[Stored items]
START
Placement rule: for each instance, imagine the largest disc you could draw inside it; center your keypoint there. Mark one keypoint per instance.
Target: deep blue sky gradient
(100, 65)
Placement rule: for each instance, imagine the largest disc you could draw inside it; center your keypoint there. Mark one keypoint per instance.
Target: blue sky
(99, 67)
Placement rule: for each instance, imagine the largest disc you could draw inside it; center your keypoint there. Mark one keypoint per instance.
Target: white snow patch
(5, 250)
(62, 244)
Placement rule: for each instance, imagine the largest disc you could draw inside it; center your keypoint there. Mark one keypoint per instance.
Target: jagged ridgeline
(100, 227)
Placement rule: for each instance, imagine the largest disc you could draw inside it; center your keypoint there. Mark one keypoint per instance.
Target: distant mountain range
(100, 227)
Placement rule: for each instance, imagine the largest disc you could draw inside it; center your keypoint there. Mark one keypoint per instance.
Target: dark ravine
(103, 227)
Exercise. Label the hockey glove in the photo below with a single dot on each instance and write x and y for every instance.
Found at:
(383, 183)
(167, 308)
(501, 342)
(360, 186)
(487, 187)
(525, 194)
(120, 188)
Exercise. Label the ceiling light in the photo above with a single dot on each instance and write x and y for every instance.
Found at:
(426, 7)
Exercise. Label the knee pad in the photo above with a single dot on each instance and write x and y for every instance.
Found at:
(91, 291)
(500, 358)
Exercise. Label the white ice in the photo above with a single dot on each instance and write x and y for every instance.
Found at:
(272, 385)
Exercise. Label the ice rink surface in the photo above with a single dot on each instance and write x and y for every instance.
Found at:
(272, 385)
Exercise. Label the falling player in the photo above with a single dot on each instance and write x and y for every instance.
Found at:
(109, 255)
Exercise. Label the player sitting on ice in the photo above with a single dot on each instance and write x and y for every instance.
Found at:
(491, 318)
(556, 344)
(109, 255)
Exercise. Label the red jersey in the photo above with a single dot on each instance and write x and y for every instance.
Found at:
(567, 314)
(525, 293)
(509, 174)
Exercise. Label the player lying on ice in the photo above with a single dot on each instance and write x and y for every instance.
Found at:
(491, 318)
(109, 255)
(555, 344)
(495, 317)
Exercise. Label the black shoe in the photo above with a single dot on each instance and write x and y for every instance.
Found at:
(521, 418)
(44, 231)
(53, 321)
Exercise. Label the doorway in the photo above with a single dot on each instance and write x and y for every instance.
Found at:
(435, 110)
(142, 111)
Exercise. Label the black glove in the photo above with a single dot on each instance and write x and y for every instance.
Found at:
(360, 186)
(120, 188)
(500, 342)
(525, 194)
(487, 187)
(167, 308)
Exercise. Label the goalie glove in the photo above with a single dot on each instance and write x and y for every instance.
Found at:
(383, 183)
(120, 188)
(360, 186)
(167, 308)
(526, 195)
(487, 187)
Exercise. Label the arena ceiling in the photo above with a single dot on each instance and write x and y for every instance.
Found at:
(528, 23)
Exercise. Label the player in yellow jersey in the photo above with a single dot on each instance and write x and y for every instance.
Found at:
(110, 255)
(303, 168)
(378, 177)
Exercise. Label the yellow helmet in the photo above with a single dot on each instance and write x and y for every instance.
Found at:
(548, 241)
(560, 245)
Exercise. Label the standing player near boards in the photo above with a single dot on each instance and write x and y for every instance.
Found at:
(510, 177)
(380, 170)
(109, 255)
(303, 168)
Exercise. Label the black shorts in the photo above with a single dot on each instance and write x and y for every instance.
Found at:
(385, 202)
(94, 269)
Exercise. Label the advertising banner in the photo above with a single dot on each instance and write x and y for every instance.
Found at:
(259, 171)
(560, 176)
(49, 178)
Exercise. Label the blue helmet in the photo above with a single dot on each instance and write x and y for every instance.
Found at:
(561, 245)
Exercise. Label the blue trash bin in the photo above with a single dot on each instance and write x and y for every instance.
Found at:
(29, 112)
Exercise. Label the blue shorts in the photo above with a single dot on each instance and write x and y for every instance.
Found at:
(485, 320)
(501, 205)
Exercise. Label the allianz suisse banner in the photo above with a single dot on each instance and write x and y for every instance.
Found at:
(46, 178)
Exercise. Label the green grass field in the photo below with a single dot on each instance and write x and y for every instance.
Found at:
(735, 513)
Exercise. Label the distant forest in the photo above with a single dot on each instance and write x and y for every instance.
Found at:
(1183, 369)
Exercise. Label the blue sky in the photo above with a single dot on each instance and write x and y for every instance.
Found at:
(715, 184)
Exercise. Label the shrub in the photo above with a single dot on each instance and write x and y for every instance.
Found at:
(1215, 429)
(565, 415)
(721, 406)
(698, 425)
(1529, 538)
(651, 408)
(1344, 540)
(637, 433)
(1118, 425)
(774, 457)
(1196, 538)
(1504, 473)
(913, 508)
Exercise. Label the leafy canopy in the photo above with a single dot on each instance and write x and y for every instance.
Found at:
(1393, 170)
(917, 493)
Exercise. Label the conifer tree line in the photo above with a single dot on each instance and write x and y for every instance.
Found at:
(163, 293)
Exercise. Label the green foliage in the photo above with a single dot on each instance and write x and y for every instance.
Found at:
END
• [WORK TO BE COMPLETED] Copy out, word for word, the part of the records above that begins with the line containing "Exercise. Label the allianz" and ends with the line containing "(1183, 369)", both included.

• [WRITTEN ANSWER]
Exercise. Label the allianz suisse banner in the photo above with a single dot on each instance and write x and y for every instance.
Found at:
(46, 178)
Exercise. Label the green grass field in the photo below with a single dot on each instance and write x and y for every instance.
Found at:
(735, 513)
Exercise. Label the distant forest in the photo above with a single dot on each instance and write x and y for every instance.
Found at:
(1183, 369)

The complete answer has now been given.